- What the task requires
The records that follow are to be repeated in full, with no pictures retained.

- Data excerpts
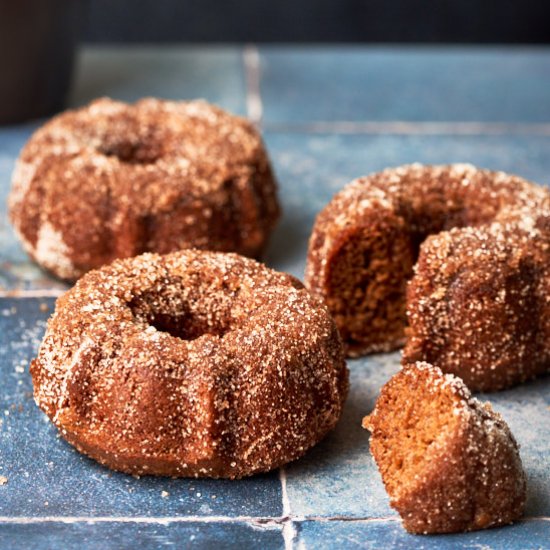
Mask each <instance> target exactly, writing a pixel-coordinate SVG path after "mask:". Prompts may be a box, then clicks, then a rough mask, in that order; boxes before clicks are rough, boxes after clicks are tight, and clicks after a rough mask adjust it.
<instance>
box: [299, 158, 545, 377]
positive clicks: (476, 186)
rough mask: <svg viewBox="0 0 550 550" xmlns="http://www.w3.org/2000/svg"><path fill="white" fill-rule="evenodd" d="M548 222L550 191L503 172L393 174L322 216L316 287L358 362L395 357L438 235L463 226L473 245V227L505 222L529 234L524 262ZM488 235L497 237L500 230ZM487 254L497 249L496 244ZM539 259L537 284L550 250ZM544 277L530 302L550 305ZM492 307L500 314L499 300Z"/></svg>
mask: <svg viewBox="0 0 550 550" xmlns="http://www.w3.org/2000/svg"><path fill="white" fill-rule="evenodd" d="M546 217H547V218H550V191H549V190H548V189H546V188H544V187H541V186H538V185H535V184H533V183H530V182H528V181H526V180H524V179H521V178H519V177H516V176H512V175H508V174H505V173H503V172H490V171H487V170H480V169H477V168H475V167H473V166H470V165H464V164H455V165H448V166H422V165H419V164H414V165H410V166H403V167H400V168H395V169H388V170H385V171H383V172H380V173H377V174H373V175H370V176H368V177H365V178H361V179H358V180H355V181H353V182H352V183H350V184H349V185H347V186H346V187H345V188H344V189H343V190H342V191H340V192H339V193H337V194H336V195H335V196H334V198H333V199H332V200H331V202H330V203H329V204H328V205H327V206H326V207H325V209H324V210H323V211H322V212H321V213H320V214H319V216H318V217H317V220H316V222H315V226H314V228H313V232H312V235H311V238H310V243H309V252H308V261H307V266H306V273H305V281H306V286H307V287H308V288H309V289H310V290H311V291H312V292H313V293H314V294H317V295H319V296H321V297H322V298H323V299H324V300H325V302H326V304H327V305H328V307H329V309H330V310H331V312H332V314H333V316H334V318H335V320H336V323H337V325H338V328H339V330H340V332H341V334H342V337H343V339H344V341H345V342H346V345H347V351H348V355H350V356H359V355H363V354H366V353H371V352H377V351H389V350H392V349H395V348H397V347H399V346H402V345H403V344H404V342H405V326H406V322H407V319H406V286H407V281H408V280H409V279H410V278H411V277H412V275H413V266H414V264H415V262H416V260H417V258H418V254H419V250H420V246H421V244H422V242H423V241H424V240H425V239H426V238H427V237H428V236H430V235H433V234H438V233H440V232H443V234H445V233H446V232H448V231H449V230H451V229H453V228H456V229H455V233H453V238H454V239H456V240H460V238H461V237H460V236H461V235H462V233H461V232H462V231H465V233H464V234H465V239H467V238H468V237H467V236H468V235H469V230H468V229H467V228H468V227H484V226H488V225H493V224H503V225H506V226H507V227H508V231H509V232H510V233H514V232H517V233H518V234H521V239H520V238H515V239H514V243H516V244H515V246H516V248H515V249H516V250H517V253H518V254H520V255H521V254H522V252H521V251H522V250H525V249H526V248H529V247H531V246H533V245H532V242H531V241H532V239H533V238H536V239H539V237H538V236H536V235H535V234H538V233H537V231H535V230H534V228H535V227H540V226H541V224H543V221H541V220H544V219H545V218H546ZM484 235H485V237H484V238H486V239H489V240H491V239H493V238H495V237H493V234H492V233H491V231H489V232H488V233H486V234H484ZM444 238H445V237H442V239H444ZM469 242H470V243H471V245H472V246H474V244H476V246H477V243H474V242H473V240H472V239H469ZM537 246H539V245H537ZM433 248H434V247H430V252H431V253H435V252H433ZM487 248H488V250H491V249H492V245H491V243H490V242H488V243H487ZM472 254H475V250H470V249H468V254H466V252H464V255H460V256H458V257H457V258H454V261H455V262H457V263H459V262H460V261H461V260H462V259H463V258H464V266H465V267H464V268H465V269H467V266H468V257H469V256H470V255H472ZM530 261H532V262H535V263H537V266H536V268H535V271H536V272H537V274H533V277H534V279H535V278H537V277H547V274H548V269H547V267H548V264H549V262H550V257H549V254H548V251H546V253H540V254H538V255H536V257H535V256H533V259H532V260H530ZM489 264H490V262H487V265H489ZM518 276H520V277H521V276H522V275H519V274H518ZM534 279H533V281H532V284H531V285H527V284H524V286H523V288H524V290H525V291H527V292H528V293H529V295H530V297H529V300H531V299H532V300H535V299H536V300H539V302H540V301H542V302H544V301H545V300H546V302H547V298H545V297H542V298H540V297H539V298H534V297H532V295H534V294H535V293H536V292H538V290H537V288H540V286H541V281H540V280H537V281H535V280H534ZM449 284H452V281H449ZM485 306H486V307H492V306H491V303H490V301H489V300H487V301H486V303H485ZM417 309H418V310H419V311H420V309H421V308H417ZM546 311H547V310H546ZM533 321H534V322H536V323H539V322H541V320H540V318H534V319H533ZM517 327H518V328H521V326H520V324H518V325H517ZM516 336H517V335H516V334H514V333H507V334H506V337H509V338H511V339H515V338H516ZM486 337H487V338H489V335H486ZM421 358H422V359H424V357H421ZM442 367H443V365H442Z"/></svg>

- Result of the task
Mask each <instance> target exactly, writing a pixel-coordinate SVG path after "mask:". Prompts may be a box, then clicks, then a rough mask, in that order; boxes before clicks are rough, boxes after clicks are tight, and clicks after a rough mask adjust it.
<instance>
box: [299, 158, 545, 377]
positive clicks: (476, 186)
rough mask: <svg viewBox="0 0 550 550" xmlns="http://www.w3.org/2000/svg"><path fill="white" fill-rule="evenodd" d="M548 222L550 191L503 172L393 174L322 216L316 287L358 362L395 357L438 235L463 226L473 245V227L505 222L529 234L524 262ZM488 235L497 237L500 230ZM487 254L497 249L496 244ZM539 259L537 284L550 250ZM544 277L530 302L550 305ZM492 307L500 314L499 300Z"/></svg>
mask: <svg viewBox="0 0 550 550" xmlns="http://www.w3.org/2000/svg"><path fill="white" fill-rule="evenodd" d="M546 217H547V218H550V191H549V190H548V189H546V188H544V187H541V186H538V185H535V184H533V183H530V182H528V181H526V180H524V179H521V178H519V177H516V176H512V175H508V174H505V173H503V172H490V171H487V170H480V169H477V168H475V167H473V166H470V165H464V164H455V165H448V166H422V165H419V164H414V165H410V166H403V167H400V168H395V169H388V170H385V171H383V172H380V173H377V174H373V175H370V176H368V177H365V178H361V179H358V180H355V181H353V182H352V183H350V184H349V185H347V186H346V187H345V188H344V189H343V190H342V191H340V192H339V193H337V194H336V195H335V196H334V198H333V199H332V200H331V202H330V203H329V204H328V205H327V206H326V207H325V209H324V210H323V211H322V212H321V213H320V214H319V216H318V217H317V220H316V222H315V226H314V228H313V232H312V235H311V238H310V243H309V252H308V261H307V266H306V273H305V281H306V286H307V287H308V288H309V289H310V290H311V291H312V292H313V293H314V294H317V295H319V296H321V297H322V298H323V299H324V300H325V302H326V304H327V305H328V307H329V309H330V310H331V312H332V314H333V316H334V318H335V320H336V323H337V325H338V328H339V330H340V332H341V334H342V337H343V339H344V341H345V342H346V345H347V351H348V355H350V356H359V355H363V354H366V353H371V352H377V351H389V350H392V349H395V348H397V347H399V346H402V345H403V344H404V342H405V326H406V322H407V319H406V286H407V281H408V280H409V279H410V278H411V277H412V275H413V266H414V264H415V262H416V260H417V258H418V254H419V250H420V246H421V244H422V242H423V241H424V240H425V239H426V238H427V237H428V236H430V235H433V234H438V233H440V232H443V234H445V233H446V232H448V231H449V230H451V229H453V228H456V229H455V233H453V238H454V239H456V240H460V238H461V237H460V236H461V235H462V233H461V232H462V231H465V233H464V234H465V239H467V238H468V237H467V236H468V235H469V230H468V229H467V228H468V227H484V226H488V225H493V224H503V225H506V226H507V227H508V231H509V232H510V233H514V232H517V233H518V234H521V239H520V238H515V239H514V243H516V244H515V246H516V248H515V249H516V250H517V253H518V254H520V255H521V254H522V252H521V251H522V250H525V249H526V248H529V247H531V246H533V245H532V242H531V241H532V239H533V238H536V239H539V237H538V236H536V235H535V234H538V233H537V231H535V230H534V228H535V227H540V226H541V224H543V221H541V220H544V219H545V218H546ZM484 235H485V237H484V238H486V239H489V240H491V239H493V238H495V237H493V234H492V233H491V231H489V232H488V233H486V234H484ZM444 238H445V237H442V239H444ZM469 242H470V243H471V245H472V246H474V244H476V246H477V243H474V242H473V240H472V239H469ZM537 246H539V245H537ZM433 248H434V247H430V252H431V253H435V252H433ZM487 248H488V250H491V249H492V245H491V243H490V242H488V243H487ZM472 254H475V250H470V249H468V254H466V252H464V255H460V256H458V257H457V258H454V261H455V262H457V263H459V262H460V261H461V260H462V259H463V258H464V266H465V267H464V268H465V269H467V266H468V257H469V256H470V255H472ZM530 261H532V262H535V263H537V266H536V268H535V271H536V272H537V274H533V277H534V279H535V278H537V277H547V274H548V269H547V267H548V264H549V262H550V257H549V254H548V251H546V253H540V254H538V255H536V257H535V256H533V259H532V260H530ZM489 264H490V262H487V265H489ZM518 276H520V277H521V276H522V275H519V274H518ZM534 279H533V281H532V284H531V285H527V284H524V286H523V288H524V290H525V291H527V292H528V293H529V295H530V297H529V300H531V299H532V300H535V299H536V300H539V302H540V301H542V302H544V301H545V300H546V302H547V298H545V297H542V298H540V297H539V298H534V297H532V295H534V294H535V293H536V292H538V290H537V288H540V286H541V281H540V280H537V281H535V280H534ZM449 284H452V281H449ZM485 306H486V307H492V306H491V303H490V301H489V300H487V301H486V303H485ZM417 309H418V310H419V311H420V309H421V308H417ZM546 311H547V310H546ZM533 321H534V322H536V323H539V322H541V320H540V318H534V319H533ZM517 327H518V328H521V326H520V324H518V325H517ZM516 336H517V335H516V334H514V333H507V334H506V337H509V338H511V339H515V338H516ZM486 337H487V338H489V335H486ZM421 358H422V359H424V357H421ZM442 367H443V365H442Z"/></svg>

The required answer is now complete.